Render every line of the rows below as a JSON list of strings, one string per line, with blank lines and the pictures left out.

* _GIVEN ENTRIES_
-.-.-

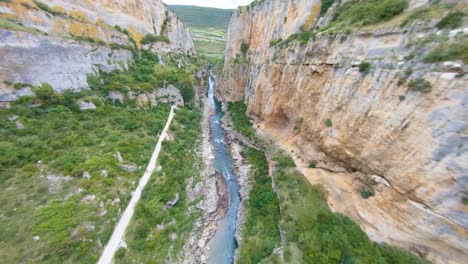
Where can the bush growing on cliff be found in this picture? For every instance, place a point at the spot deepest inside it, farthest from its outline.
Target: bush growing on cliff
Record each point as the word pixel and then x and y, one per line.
pixel 364 67
pixel 150 38
pixel 260 233
pixel 457 50
pixel 366 193
pixel 326 4
pixel 317 235
pixel 244 48
pixel 48 9
pixel 241 122
pixel 420 85
pixel 451 20
pixel 366 12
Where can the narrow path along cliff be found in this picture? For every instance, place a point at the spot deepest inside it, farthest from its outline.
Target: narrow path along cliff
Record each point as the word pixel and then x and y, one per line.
pixel 117 236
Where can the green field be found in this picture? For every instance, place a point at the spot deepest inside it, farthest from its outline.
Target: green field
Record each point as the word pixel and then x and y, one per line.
pixel 208 27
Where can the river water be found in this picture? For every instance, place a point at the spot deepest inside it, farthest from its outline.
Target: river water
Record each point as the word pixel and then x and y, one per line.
pixel 223 245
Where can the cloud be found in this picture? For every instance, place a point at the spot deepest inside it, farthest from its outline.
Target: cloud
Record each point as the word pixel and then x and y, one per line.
pixel 227 4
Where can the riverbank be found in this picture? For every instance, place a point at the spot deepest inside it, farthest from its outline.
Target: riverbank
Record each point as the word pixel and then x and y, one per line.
pixel 209 197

-.-.-

* _FINISHED EXERCISE_
[
  "Where can the bush growing on cliff be found in this picture? For every instance, place a point at the spot deepest inside it, farthest from its outline.",
  "Target: bush growing on cliff",
  "Record each point as the word pixel and then x and y, one per line.",
  "pixel 364 67",
  "pixel 150 38",
  "pixel 260 233",
  "pixel 457 50",
  "pixel 366 193",
  "pixel 326 4",
  "pixel 317 235",
  "pixel 244 48",
  "pixel 48 9",
  "pixel 241 122",
  "pixel 420 85",
  "pixel 451 20",
  "pixel 366 12",
  "Where can the narrow path along cliff be found in this picture? For every instance, place a point at the spot deepest inside it, farthest from its outline.",
  "Target: narrow path along cliff",
  "Record each point as the word pixel and then x and y, one per line.",
  "pixel 117 236",
  "Where can the green field be found in this picture? For every instance, place a point at the spot deepest inside it, farthest from its outline.",
  "Target: green field",
  "Record each point as the word pixel and then x and y, one per line.",
  "pixel 208 27",
  "Where can the river water be found in this picture? For every instance, place a point at the spot deepest inside it, farthest from its outline.",
  "Target: river water",
  "Record each point as the word pixel and then x and y, one per line.",
  "pixel 223 245",
  "Where can the cloud be found in this picture? For every instance, place a point at the spot deepest inside it, farthest from its outline.",
  "Target: cloud",
  "Record each point as the word pixel and then x and y, one per line.",
  "pixel 227 4",
  "Where can the riverbank be found in this picture? For every instance, place a point at the spot deepest inside it, farthest from its outline.",
  "Target: riverbank",
  "Record each point as the word pixel and then x and y, one per line.",
  "pixel 209 197"
]